▶ Task requirements: Quote the data word for word, from the line containing "spot the cilantro leaf" through the last line of the data, with both of those lines included.

[Source records]

┌────────

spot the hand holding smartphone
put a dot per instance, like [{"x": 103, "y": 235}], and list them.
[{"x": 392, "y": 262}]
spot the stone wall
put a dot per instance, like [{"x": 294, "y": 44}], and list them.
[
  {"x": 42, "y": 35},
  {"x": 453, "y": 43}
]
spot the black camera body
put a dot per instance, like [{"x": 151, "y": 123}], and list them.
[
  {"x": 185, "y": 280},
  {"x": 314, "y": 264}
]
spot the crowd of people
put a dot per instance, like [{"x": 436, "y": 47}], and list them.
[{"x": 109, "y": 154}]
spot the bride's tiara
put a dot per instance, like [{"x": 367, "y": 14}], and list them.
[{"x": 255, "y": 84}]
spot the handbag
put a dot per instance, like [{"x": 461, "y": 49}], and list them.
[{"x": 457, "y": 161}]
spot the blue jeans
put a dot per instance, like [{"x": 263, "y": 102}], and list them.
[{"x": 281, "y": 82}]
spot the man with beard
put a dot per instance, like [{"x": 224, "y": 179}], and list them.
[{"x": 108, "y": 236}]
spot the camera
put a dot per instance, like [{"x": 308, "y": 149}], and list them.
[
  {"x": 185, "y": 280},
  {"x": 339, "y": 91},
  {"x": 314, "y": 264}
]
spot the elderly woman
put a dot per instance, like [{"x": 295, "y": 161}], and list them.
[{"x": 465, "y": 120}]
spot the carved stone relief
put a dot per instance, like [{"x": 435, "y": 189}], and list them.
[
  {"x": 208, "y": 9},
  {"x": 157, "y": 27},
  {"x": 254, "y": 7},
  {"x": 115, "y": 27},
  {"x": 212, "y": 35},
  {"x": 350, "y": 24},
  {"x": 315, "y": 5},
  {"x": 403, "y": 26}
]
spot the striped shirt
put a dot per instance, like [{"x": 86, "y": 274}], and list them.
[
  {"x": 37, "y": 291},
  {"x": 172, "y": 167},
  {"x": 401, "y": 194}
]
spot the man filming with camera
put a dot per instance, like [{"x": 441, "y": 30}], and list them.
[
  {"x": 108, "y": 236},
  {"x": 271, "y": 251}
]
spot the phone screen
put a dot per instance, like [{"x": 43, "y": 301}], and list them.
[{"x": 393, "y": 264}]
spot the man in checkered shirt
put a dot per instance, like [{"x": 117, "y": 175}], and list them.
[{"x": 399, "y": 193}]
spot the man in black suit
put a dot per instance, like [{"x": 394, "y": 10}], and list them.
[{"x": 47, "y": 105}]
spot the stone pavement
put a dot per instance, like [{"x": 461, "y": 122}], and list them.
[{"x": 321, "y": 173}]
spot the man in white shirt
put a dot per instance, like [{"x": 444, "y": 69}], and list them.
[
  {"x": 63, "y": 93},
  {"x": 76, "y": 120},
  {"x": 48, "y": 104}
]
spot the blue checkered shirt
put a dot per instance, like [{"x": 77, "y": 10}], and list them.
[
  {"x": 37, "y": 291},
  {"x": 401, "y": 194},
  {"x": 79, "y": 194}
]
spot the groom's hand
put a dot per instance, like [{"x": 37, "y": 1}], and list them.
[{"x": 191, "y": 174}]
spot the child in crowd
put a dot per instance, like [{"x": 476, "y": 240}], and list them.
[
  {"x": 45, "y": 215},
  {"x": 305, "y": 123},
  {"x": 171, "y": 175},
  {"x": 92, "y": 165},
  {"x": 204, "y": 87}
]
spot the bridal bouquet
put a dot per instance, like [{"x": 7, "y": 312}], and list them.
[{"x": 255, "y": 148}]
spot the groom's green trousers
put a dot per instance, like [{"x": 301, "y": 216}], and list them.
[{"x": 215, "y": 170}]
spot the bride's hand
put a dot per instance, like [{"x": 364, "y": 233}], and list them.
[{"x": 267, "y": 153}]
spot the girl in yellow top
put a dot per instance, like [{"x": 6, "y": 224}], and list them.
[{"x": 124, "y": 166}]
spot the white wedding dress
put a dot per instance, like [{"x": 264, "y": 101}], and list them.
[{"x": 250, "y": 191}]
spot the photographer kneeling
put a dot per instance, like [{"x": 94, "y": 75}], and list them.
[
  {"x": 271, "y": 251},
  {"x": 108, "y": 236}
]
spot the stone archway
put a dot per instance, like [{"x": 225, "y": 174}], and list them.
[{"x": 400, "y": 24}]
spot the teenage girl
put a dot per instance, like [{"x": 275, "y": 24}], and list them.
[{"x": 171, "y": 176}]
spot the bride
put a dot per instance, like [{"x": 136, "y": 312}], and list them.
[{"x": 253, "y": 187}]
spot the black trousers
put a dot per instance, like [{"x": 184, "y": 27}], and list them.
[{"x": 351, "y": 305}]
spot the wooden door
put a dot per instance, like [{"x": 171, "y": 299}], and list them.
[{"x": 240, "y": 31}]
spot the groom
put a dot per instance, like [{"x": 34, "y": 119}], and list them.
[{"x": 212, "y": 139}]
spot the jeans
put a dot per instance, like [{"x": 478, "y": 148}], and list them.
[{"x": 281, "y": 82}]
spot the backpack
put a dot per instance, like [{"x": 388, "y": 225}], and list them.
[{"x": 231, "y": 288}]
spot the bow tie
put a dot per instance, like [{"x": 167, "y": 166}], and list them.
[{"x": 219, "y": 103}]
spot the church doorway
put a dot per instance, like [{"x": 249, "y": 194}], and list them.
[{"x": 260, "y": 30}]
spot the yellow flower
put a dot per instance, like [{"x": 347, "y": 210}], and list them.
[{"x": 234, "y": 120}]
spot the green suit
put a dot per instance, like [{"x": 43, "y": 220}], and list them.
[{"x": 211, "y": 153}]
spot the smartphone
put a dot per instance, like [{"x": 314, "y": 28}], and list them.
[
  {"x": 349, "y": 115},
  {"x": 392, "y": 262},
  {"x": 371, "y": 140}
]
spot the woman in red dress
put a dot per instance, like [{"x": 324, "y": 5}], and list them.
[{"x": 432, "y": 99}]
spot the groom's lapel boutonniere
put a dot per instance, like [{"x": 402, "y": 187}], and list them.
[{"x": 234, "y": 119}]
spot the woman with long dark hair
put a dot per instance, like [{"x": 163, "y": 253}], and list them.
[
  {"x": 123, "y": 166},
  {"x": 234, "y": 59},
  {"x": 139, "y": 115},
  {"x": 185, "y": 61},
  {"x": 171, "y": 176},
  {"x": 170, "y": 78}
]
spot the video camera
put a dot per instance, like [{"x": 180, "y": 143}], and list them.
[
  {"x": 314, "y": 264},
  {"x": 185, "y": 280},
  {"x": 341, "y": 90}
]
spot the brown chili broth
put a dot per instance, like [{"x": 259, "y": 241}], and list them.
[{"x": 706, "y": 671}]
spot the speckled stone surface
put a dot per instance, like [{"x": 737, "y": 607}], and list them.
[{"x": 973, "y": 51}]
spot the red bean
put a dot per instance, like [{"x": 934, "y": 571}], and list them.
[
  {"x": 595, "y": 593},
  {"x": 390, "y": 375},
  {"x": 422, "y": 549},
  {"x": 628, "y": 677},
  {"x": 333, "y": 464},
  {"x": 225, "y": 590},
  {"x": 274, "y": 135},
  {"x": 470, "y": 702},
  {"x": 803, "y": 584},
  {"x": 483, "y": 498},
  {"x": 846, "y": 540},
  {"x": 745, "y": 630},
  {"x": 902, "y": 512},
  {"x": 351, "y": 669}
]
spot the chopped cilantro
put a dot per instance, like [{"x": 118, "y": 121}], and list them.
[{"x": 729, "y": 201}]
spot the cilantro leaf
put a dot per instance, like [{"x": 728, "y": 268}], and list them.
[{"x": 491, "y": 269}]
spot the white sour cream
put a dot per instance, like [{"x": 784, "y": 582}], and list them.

└────────

▶ Reply to the exercise:
spot the cilantro leaf
put a dot per instance, like [{"x": 728, "y": 268}], and list them.
[{"x": 491, "y": 269}]
spot the white sour cream
put a dot per instance, like [{"x": 784, "y": 582}], and list them.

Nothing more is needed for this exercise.